Items from a data source:
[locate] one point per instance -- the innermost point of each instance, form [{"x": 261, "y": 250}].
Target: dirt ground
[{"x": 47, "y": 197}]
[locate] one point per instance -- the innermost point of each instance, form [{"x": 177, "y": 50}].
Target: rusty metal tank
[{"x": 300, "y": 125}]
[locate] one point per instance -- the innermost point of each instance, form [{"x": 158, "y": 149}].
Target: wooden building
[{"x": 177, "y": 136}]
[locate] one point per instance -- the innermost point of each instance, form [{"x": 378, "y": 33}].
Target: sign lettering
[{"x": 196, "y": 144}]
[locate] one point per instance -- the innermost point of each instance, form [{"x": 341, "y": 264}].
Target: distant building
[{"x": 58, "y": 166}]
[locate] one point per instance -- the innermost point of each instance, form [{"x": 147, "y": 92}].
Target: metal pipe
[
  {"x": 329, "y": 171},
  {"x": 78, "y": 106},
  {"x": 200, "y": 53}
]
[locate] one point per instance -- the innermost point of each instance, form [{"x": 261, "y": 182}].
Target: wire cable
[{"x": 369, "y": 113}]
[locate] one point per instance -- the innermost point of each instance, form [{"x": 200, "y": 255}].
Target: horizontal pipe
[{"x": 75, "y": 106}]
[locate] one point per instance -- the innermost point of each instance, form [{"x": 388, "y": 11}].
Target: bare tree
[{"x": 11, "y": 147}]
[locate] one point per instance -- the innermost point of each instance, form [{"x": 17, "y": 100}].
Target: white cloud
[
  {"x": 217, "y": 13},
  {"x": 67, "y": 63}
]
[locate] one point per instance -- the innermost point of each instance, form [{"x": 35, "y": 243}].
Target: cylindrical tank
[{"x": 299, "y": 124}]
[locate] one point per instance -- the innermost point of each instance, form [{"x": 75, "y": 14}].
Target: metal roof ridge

> [Action item] Word for word, output the records that appear above.

> [Solution for this problem]
[locate] one point per instance -- the innermost point of each instance, form [{"x": 261, "y": 250}].
Target: dirt ground
[{"x": 47, "y": 197}]
[locate] one point per instance -- the innermost point of each instance, form [{"x": 177, "y": 50}].
Target: rusty metal tank
[{"x": 300, "y": 125}]
[locate] one point per instance -- the innermost point of each instance, form [{"x": 158, "y": 149}].
Target: wooden building
[{"x": 177, "y": 136}]
[locate] one point per instance -- the innermost point of each instance, form [{"x": 378, "y": 33}].
Target: sign lettering
[{"x": 196, "y": 144}]
[locate] one point per instance -- the innermost point of each instance, form [{"x": 341, "y": 264}].
Target: distant building
[{"x": 58, "y": 166}]
[locate] one point per instance -- the innermost point of each instance, form [{"x": 147, "y": 92}].
Target: metal pipe
[
  {"x": 329, "y": 171},
  {"x": 78, "y": 106},
  {"x": 200, "y": 53}
]
[locate] one point per instance -- the innermost point of each instance, form [{"x": 261, "y": 182}].
Target: wire cable
[{"x": 369, "y": 113}]
[locate] one point per instance -- the innermost point of each instance, form [{"x": 200, "y": 255}].
Target: horizontal pipe
[{"x": 75, "y": 106}]
[locate] one point per instance -- the innermost point of each instance, form [{"x": 388, "y": 11}].
Target: bare tree
[{"x": 11, "y": 147}]
[locate] one point per instance -- the innermost point of each instance, form [{"x": 17, "y": 100}].
Target: white cloud
[
  {"x": 217, "y": 13},
  {"x": 67, "y": 63}
]
[locate] one point per instance -- the innermost point of each instance, form [{"x": 35, "y": 243}].
Target: cylindrical tank
[{"x": 299, "y": 124}]
[locate] one point per instance -- the innermost point of each instance, form [{"x": 75, "y": 14}].
Target: metal roof ridge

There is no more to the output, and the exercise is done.